En ce nouveau et dernier réveillon de l’année 2018 …
Dont les meilleures photos ne devraient pas manquer pour bon nombre d’entre nous …
De faire les meilleures pages et les beaux jours de la formidable invention du docteur Frankenstein-Zuckerberg …
Comme hélas depuis bientôt deux mois le déchainement auto-entretenu de la violence et de l’envie des casseurs aux gilets jaunes …
Comment ne pas repenser avec la NY Review of books …
Ou le girardien Jean-Marc Bourdin …
Aux découvertes et analyses de René Girard sur « l’universalisation de la médiation interne » dont est faite notre modernité même …
Avec la réduction toujours plus implacable qu’elle implique …
Des « domaines de la vie qui séparaient les gens les uns des autres » …
Et qui avec les réseaux sociaux et ses « influenceurs » et « suiveurs » trouve sa confirmation la plus éclatante …
Ouvrant littéralement à la planète entière …
Et pour le meilleur comme pour le pire …
La scène sur laquelle chacun peut désormais s’exposer …
Au déchainement quasiment sans frein des « feux de l’envie » ?
Robert Pogue Harrison
NY Review of Books
December 20, 2018
Evolution of Desire: A Life of René Girard
Evolution and Conversion: Dialogues on the Origins of Culture
Deceit, Desire, and the Novel
Violence and the Sacred
Things Hidden Since the Foundation of the World
A Theater of Envy: William Shakespeare
Battling to the End: Conversations with Benoît Chantre
René Girard (1923–2015) was one of the last of that race of Titans who dominated the human sciences in the nineteenth and twentieth centuries with their grand, synthetic theories about history, society, psychology, and aesthetics. That race has since given way to a more cautious breed of “researchers” who prefer to look at things up close, to see their fine grain rather than their larger patterns. Yet the times certainly seem to attest to the enduring relevance of Girard’s thought to our social and political realities. Not only are his ideas about mimetic desire and human violence as far-reaching as Marx’s theories of political economy or Freud’s claims about the Oedipus complex, but the explosion of social media, the resurgence of populism, and the increasing virulence of reciprocal violence all suggest that the contemporary world is becoming more and more recognizably “Girardian” in its behavior.

• _Dataset content_:
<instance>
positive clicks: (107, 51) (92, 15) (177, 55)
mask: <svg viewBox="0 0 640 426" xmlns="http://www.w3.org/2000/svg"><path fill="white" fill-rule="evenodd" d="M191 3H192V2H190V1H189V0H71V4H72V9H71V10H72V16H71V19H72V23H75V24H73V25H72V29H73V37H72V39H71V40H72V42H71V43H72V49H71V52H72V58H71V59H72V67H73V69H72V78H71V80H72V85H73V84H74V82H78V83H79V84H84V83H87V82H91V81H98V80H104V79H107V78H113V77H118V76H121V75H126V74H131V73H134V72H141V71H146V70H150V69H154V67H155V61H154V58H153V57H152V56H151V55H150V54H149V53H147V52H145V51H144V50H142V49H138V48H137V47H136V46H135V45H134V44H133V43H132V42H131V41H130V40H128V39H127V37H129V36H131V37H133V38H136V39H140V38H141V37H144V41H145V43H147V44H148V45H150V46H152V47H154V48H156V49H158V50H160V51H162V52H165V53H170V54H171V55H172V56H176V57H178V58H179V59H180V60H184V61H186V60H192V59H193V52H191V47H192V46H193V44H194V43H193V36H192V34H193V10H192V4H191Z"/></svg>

• _Required tasks_:
**1)** In the René Girard passage, the reach of Girard's ideas about mimetic desire and human violence is compared to the theories of which two thinkers?
**2)** Carry on the René Girard passage from its last sentence, keeping the same register.

• _Results for the exercise_:
**1)** Marx and Freud.

**2)**
In Evolution of Desire: A Life of René Girard, Cynthia Haven—a literary journalist and the author of books on Joseph Brodsky and Czesław Miłosz—offers a lively, well-documented, highly readable account of how Girard built up his grand “mimetic theory,” as it’s sometimes called, over time. Her decision to introduce his thought to a broader public by way of an intellectual biography was a good one. Girard was not a man of action—the most important events of his life took place inside his head—so for the most part she follows the winding path of his academic career, from its beginnings in France, where he studied medieval history at the École des Chartes, to his migration to the United States in 1947, to the various American universities at which he taught over the years: Indiana, Duke, Bryn Mawr, Johns Hopkins, SUNY Buffalo, and finally Stanford, where he retired in 1997.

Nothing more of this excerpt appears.